■ **SELECTED EXCERPT**
- - -

While PayPal is no longer a startup, it still has massive growth prospects. But to someone who isn’t investing in the long term, it’s just a cash cow that’s ready to be slaughtered.

That’s why Carl Icahn is churning out letters to shareholders so fast he actually rechristened ex-PayPal COO and Yammer founder David Sacks as “David Yammer” in his first missive. It’s hard to imagine he could have a coherent long-term plan given that his due diligence doesn’t extend to surnames. (It's since been corrected.)

Icahn is determined to manufacture consent for a spin-off, then a sale, so he can make a quick profit on that PayPal premium.

If you believe that it takes more than a few caustic letters to shareholders and a quick trade to deliver compounding returns to investors over time, Icahn’s argument loses much of its zing.

After all, long-term value usually results from long-term strategies crafted and executed by a strong leadership team. eBay CEO John Donahoe has lifted the company’s annual revenues from $8.54 billion in 2008, when he took over, to $16.05 billion in 2013. David Marcus, PayPal’s president, is an accomplished entrepreneur who is deftly bringing PayPal into new markets.

Both of them have extensive knowledge of the commerce and payments landscape, and both of them agree that keeping PayPal and eBay together is the best way to create long-term value for both companies. They’ve considered spinning off PayPal, and they have determined that the current setup is the most strategic one.

I don’t have any inside information about their vision, but I do have some thoughts about why the PayPal/eBay combination works as is.

The Future of Payments

The payments space is extremely competitive right now. Amazon, Google, Apple, and Square all want to own it. And none of them are playing with each other. Instead, they’re all deploying whatever strategic assets they have to create their own closed commerce-and-payments systems.

In other words, while Carl Icahn is insisting that eBay and PayPal are two “disparate businesses” with “two very different business platforms” that should separate in order to improve their effectiveness, everyone else in the space is converging as furiously as they can.

Amazon is a commerce platform with its own payments system. Google has a commerce platform and a payments system. Apple has the capacity to leverage its commerce platforms (iTunes, App Store) and its hardware into a closed-loop commerce system that would let users pay for online and offline purchases using their iPhones. Square has allied with Starbucks because it needs large commerce partners to feed it transactions to process.

Any one of these payments system players would likely jump at the chance to add to one of the world’s largest decentralized commerce platforms to their strategic assets.

They can’t, however, because PayPal did that 12 years ago, when it sold itself to eBay.

At the time, I was working as PayPal’s Executive Vice President and helped engineer that deal. We had taken PayPal public earlier that year and had plenty of capital, but we felt that joining eBay would be advantageous for long-term innovation. There were massive synergies between eBay’s peer-to-peer marketplace and PayPal’s easy-to-use payments mechanism. Working as a team, we could share data and analytics about customer acquisition and fraud activity, we could grow our user base faster and less expensively, and we could create higher profit margins in a marketplace where a huge number of higher value transactions would be taking place on a consistent basis.

- - -

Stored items
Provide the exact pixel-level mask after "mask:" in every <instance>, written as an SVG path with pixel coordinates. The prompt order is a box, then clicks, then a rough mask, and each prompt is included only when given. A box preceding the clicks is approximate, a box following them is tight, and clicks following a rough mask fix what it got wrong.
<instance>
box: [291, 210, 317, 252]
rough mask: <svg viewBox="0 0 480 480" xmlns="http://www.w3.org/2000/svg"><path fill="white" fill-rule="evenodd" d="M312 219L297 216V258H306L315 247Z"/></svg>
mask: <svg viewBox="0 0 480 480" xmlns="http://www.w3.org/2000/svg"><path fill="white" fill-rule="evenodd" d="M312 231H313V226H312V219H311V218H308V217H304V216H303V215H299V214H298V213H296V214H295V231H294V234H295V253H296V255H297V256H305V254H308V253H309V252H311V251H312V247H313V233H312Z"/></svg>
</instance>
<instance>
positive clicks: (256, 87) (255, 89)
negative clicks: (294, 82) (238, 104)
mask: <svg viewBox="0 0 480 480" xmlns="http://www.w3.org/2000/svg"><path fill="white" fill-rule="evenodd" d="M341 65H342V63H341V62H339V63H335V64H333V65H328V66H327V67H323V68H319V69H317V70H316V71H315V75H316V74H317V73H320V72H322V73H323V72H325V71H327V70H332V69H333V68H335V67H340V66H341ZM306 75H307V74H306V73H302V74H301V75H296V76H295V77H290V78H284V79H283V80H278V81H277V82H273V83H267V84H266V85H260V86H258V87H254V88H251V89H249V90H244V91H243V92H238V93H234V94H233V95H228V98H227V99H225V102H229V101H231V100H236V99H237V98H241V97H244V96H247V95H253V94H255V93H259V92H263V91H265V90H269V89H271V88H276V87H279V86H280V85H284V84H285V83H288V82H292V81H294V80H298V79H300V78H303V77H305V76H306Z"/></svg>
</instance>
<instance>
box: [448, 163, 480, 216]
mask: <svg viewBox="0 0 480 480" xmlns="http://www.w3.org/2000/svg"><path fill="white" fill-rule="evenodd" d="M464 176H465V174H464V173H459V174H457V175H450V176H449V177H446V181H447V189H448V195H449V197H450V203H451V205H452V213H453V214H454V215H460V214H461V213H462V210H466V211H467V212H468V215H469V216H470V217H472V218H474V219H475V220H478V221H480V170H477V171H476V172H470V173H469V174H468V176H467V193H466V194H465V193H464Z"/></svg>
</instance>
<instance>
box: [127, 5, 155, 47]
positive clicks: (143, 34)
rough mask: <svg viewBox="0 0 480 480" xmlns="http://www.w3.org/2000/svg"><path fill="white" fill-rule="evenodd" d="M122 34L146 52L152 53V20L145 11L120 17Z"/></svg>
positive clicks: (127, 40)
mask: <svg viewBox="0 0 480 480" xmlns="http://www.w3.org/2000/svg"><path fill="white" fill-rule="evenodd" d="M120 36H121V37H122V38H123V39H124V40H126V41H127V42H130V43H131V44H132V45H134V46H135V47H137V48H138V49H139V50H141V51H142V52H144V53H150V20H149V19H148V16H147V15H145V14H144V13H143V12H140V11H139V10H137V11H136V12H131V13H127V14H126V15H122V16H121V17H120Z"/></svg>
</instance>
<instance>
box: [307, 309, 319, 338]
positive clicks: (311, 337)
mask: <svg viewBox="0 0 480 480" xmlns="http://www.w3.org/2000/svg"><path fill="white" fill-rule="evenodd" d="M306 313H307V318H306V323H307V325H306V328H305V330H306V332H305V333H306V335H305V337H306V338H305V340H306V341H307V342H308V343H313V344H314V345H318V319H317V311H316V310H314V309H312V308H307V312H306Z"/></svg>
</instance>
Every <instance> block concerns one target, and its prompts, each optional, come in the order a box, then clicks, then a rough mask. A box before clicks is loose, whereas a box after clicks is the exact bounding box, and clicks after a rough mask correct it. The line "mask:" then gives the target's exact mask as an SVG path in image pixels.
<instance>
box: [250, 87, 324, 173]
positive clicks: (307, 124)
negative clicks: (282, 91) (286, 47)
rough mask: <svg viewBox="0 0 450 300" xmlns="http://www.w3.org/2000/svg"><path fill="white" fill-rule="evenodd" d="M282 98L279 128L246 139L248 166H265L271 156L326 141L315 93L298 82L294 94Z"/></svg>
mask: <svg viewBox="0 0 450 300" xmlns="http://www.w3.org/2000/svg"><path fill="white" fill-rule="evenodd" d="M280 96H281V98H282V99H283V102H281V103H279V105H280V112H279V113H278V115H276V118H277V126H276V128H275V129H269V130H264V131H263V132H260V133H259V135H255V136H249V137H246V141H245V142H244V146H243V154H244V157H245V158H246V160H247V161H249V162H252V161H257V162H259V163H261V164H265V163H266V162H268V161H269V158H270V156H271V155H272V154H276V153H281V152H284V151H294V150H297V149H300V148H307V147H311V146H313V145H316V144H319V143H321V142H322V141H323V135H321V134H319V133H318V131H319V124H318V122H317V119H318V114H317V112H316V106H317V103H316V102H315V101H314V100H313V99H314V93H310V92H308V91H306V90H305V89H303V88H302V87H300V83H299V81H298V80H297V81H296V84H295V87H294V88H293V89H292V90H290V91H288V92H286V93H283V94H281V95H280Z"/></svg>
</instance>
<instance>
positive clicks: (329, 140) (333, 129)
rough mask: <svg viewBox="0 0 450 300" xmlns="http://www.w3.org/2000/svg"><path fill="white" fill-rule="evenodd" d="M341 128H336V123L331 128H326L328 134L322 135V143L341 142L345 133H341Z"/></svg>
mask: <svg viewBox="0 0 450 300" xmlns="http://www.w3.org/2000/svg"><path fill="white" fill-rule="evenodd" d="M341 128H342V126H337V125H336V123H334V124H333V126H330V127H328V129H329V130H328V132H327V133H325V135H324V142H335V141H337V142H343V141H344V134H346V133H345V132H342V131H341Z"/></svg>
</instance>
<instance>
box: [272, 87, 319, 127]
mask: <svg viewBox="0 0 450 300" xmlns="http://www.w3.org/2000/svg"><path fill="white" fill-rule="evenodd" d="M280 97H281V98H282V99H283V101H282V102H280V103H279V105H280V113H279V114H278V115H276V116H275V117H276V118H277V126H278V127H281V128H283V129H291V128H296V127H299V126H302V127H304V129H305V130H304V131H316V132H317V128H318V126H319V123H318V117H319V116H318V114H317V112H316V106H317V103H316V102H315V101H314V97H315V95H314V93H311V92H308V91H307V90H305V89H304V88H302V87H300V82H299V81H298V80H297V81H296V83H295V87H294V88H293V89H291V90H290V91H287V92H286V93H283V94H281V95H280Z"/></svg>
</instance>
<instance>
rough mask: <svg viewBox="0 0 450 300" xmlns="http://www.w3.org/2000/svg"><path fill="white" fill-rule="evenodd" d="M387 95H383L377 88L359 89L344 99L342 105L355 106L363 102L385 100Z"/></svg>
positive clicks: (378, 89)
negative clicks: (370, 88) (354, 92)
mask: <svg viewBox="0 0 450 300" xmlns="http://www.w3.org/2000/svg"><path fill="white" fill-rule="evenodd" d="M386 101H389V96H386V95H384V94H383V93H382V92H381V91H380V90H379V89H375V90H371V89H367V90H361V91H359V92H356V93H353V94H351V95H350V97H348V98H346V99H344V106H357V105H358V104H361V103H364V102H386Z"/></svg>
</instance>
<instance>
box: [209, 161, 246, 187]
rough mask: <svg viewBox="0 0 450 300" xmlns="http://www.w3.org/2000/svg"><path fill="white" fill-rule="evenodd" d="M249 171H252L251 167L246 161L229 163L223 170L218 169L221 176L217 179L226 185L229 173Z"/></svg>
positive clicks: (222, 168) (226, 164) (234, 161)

- - -

■ **REQUIRED ACTION A**
In the PayPal commentary, rewrite the passage from "Both of them have" to "closed commerce-and-payments systems." with "competitive" replaced by "crowded".
■ **REQUIRED ACTION B**
Using the PayPal commentary, mark each statement yes or no and quote the words that decide it: (i) Under John Donahoe, eBay's annual revenues reached $16.05 billion in 2013. (ii) The writer claims inside information about the vision of Donahoe and Marcus. (iii) Square has allied with Amazon.

■ **OUTPUT A**
Both of them have extensive knowledge of the commerce and payments landscape, and both of them agree that keeping PayPal and eBay together is the best way to create long-term value for both companies. They’ve considered spinning off PayPal, and they have determined that the current setup is the most strategic one.

I don’t have any inside information about their vision, but I do have some thoughts about why the PayPal/eBay combination works as is.

The Future of Payments

The payments space is extremely crowded right now. Amazon, Google, Apple, and Square all want to own it. And none of them are playing with each other. Instead, they’re all deploying whatever strategic assets they have to create their own closed commerce-and-payments systems.

■ **OUTPUT B**
(i) Yes: "to $16.05 billion in 2013"
(ii) No: "I don’t have any inside information about their vision"
(iii) No: "Square has allied with Starbucks"